FRAGMENTO DEL DOCUMENTO
<<<<
Hubo un
tiempo que los escritores eran ambiciosos. Que se entienda: no hablo
de best sellers o hacer turismo con la literatura, estirando un libro
por años, metiéndolo en cuanta feria y universidad hay por ahí. O
contando su vida, como si fuera interesante, cuando lo más original
ha sido tener una vida de departamento… Que se entienda mejor
entonces: ambición es crear una mundo de habitaciones cerradas,
donde el único que tiene esa llave es el lector. El autor invita.
A veces, no
obstante, esa distinción precisa irrumpe como una grata sorpresa que
nos señala que las tradiciones –las buenas, las elegantes–
permanecen aún entre los escombros de la literatura. Carlos Fonseca
(Costa Rica, 1987) ha armado una historia bella y extraña, que se
disfruta porque en ella están los fundamentos de la Historia. El
protagonista de Coronel Lágrimas (Anagrama) es un anciano solitario
que desde hace un tiempo impreciso se ha propuesto una empresa total:
narrar su existencia con un enclave en algunos eventos históricos
que han marcado el siglo XX: el Octubre rojo, la Guerra civil
española, las pestes del Caribe. El protagonista – inspirado en el
matemático francés Alexander Grothendieck– selecciona, corta,
edita, prepara los archivos íntimos de su vida que se cruzan con la
obra colectiva.
Carlos
Fonseca pasó la mitad de su infancia y adolescencia en Puerto Rico.
Ha colaborado en revistas literarias como Buensalvaje y Otra Parte,
entre otras. Obtuvo un doctorado en literatura latinoamericana por la
Universidad de Princeton. Actualmente reside en Londres.
¿Puede
ser que mientras trabajabas en otra novela, muy distinta en tema y en
tono, casi al llegar la primavera escribiste un párrafo que
desembocó en Coronel Lágrimas?
–Como
dices, la novela surgió de manera repentina, inesperada, mientras
escribía otra novela más larga. Una mañana me levanté y escribí
el primer párrafo de Coronel Lágrimas, esa primera aproximación al
protagonista con la que comienza la novela. Me gustó el estilo,
juguetón, rápido, y me pregunté si podría escribir una novela
entera siéndole fiel a esa voz narrativa extraña que aparecía en
el primer párrafo. Además de eso tenía, a partir de lo que me
había contado un amigo, unas cuantas anécdotas de la vida alocada
del matemático francés Alexander Grothendieck, en particular esa
que lo ubicaba en pleno Vietnam, dando clases de matemática avanzada
como si se tratase de un gesto político. Poco a poco, mientras
exploraba la vida de Grothendieck, me di cuenta de que quería
escribir la historia de un hombre obsesionado con la información
como si fuese la alegoría de nuestro siglo. Quería ver cómo el
pasado siglo había comenzado adicto a la acción y había terminado
adicto a la información. La escritura, en ese sentido, tenía
dirección. Lo difícil fue lograr que las piezas cuadraran e
intentar que la novela no se volviera demasiado pesada.
>>>>
DATOS
<<<<
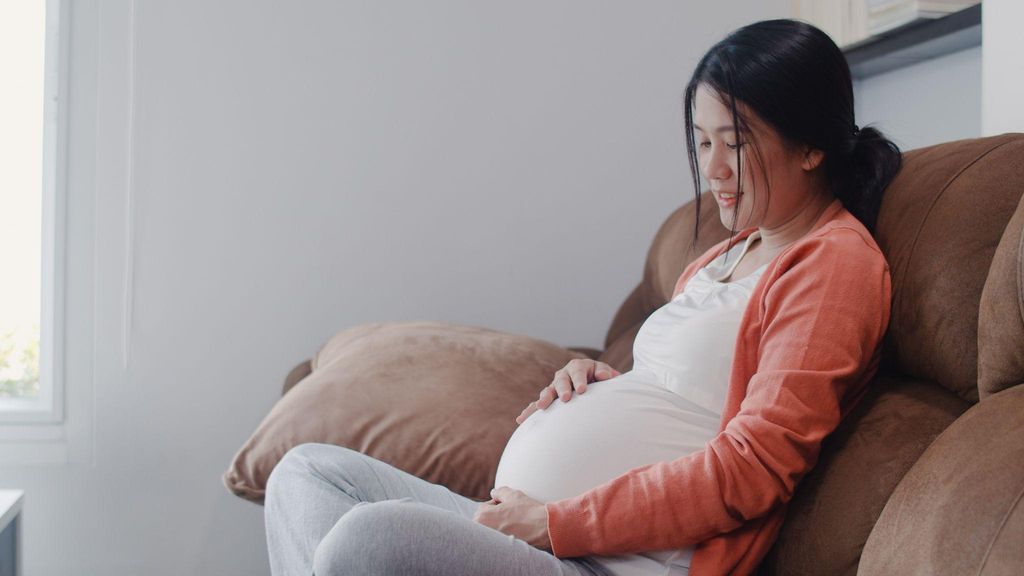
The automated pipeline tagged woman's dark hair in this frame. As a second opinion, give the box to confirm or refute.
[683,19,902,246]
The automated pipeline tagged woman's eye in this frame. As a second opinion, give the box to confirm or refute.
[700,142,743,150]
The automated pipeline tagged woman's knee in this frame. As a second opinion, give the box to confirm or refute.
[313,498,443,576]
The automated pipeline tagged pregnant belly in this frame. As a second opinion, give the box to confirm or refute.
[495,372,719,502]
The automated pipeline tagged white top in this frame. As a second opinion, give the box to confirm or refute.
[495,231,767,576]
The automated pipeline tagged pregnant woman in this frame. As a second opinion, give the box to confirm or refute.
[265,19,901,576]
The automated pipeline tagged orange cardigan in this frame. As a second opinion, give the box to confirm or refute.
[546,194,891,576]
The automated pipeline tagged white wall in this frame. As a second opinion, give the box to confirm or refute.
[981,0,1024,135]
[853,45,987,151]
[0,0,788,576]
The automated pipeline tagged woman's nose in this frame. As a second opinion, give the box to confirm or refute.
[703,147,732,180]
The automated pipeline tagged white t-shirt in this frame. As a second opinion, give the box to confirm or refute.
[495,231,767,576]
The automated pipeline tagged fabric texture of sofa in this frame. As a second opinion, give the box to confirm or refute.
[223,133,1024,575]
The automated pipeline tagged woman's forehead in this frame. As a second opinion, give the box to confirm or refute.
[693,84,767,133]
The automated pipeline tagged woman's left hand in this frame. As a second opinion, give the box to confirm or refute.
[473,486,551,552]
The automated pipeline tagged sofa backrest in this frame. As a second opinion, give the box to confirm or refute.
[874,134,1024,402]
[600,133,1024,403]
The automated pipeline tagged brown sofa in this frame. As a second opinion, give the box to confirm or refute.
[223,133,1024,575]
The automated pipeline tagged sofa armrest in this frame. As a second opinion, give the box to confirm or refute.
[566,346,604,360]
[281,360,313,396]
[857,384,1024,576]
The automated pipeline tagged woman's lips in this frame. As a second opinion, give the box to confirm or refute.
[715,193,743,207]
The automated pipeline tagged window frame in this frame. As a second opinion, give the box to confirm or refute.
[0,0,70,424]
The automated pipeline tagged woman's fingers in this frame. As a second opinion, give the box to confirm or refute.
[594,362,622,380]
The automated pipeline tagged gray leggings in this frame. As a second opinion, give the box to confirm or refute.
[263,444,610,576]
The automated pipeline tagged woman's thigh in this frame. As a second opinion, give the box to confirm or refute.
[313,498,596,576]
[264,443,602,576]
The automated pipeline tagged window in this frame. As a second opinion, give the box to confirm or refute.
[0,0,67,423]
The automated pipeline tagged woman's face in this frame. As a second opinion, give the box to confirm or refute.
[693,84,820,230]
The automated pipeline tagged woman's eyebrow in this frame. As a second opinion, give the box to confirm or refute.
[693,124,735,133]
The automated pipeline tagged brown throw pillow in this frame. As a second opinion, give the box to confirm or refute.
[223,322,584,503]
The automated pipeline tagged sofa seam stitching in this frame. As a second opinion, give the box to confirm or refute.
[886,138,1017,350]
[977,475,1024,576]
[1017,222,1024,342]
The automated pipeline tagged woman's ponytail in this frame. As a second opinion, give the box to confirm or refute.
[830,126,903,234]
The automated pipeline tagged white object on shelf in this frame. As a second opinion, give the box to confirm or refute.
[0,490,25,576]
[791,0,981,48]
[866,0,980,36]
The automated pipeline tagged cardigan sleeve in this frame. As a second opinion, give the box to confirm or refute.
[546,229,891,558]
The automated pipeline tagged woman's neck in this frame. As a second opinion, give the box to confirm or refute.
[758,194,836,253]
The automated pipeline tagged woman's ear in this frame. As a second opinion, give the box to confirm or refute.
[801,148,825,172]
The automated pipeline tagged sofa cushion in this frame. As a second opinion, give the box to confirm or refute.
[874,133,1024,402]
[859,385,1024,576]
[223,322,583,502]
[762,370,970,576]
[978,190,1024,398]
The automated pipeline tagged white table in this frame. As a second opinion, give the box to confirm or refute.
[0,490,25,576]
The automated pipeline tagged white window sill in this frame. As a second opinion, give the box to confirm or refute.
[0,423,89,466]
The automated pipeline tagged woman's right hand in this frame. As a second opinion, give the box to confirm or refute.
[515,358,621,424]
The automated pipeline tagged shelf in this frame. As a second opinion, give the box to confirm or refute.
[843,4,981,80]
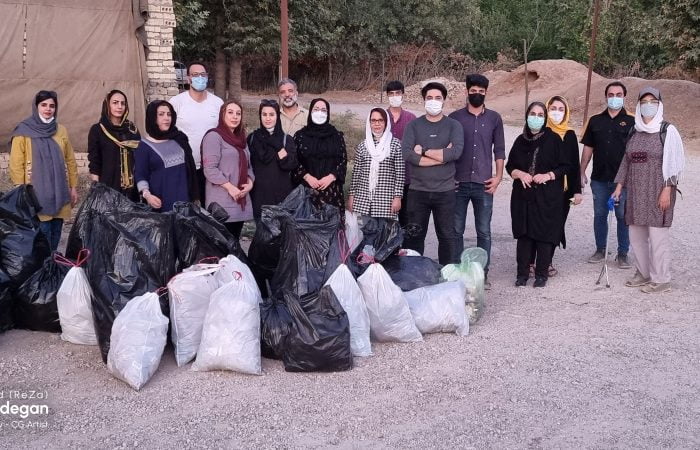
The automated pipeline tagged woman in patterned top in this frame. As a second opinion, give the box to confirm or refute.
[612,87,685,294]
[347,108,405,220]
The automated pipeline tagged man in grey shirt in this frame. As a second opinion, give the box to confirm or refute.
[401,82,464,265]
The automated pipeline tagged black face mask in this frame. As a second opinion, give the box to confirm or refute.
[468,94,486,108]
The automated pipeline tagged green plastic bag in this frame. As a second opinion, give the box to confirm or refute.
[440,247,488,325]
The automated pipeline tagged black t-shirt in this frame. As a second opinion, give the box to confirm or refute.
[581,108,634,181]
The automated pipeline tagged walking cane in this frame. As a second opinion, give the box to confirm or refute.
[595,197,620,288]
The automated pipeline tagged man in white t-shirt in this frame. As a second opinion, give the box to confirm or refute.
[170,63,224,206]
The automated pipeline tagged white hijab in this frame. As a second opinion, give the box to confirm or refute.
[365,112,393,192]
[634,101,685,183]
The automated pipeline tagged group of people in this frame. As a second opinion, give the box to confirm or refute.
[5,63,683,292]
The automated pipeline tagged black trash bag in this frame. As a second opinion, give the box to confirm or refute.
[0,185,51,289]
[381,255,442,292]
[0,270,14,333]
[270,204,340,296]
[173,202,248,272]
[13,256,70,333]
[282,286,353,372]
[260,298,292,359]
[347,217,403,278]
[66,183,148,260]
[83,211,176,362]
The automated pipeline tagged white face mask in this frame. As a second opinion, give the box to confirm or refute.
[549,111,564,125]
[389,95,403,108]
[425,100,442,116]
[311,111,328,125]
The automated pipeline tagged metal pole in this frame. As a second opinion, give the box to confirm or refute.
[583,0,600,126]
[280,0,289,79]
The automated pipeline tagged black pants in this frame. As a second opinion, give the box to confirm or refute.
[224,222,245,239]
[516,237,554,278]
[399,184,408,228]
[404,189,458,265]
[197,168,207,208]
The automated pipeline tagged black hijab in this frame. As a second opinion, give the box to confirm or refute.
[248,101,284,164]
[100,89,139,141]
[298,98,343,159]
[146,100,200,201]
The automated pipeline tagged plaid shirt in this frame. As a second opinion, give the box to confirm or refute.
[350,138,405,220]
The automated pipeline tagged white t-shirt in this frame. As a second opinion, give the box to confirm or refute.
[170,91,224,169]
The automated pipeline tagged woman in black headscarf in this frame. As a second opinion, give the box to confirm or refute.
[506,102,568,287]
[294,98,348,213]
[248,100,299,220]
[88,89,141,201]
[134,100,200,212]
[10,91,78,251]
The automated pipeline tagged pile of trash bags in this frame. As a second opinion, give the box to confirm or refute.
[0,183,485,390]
>>>>
QUÉ HACER
1. Responde según el texto sobre Coronel Lágrimas:
(a) ¿En qué país nació Carlos Fonseca?
(b) ¿En qué ciudad vive actualmente?
(c) ¿En qué matemático se inspira el protagonista de la novela?
2. Por favor, transcribe del texto sobre Coronel Lágrimas todo lo que va desde "Ha colaborado en" hasta "en Coronel Lágrimas?".
Los registros no intervienen en nada de esto.

RESPUESTAS
1.
(a) Costa Rica.
(b) Londres.
(c) Alexander Grothendieck.

2.
Ha colaborado en revistas literarias como Buensalvaje y Otra Parte,
entre otras. Obtuvo un doctorado en literatura latinoamericana por la
Universidad de Princeton. Actualmente reside en Londres.
¿Puede
ser que mientras trabajabas en otra novela, muy distinta en tema y en
tono, casi al llegar la primavera escribiste un párrafo que
desembocó en Coronel Lágrimas?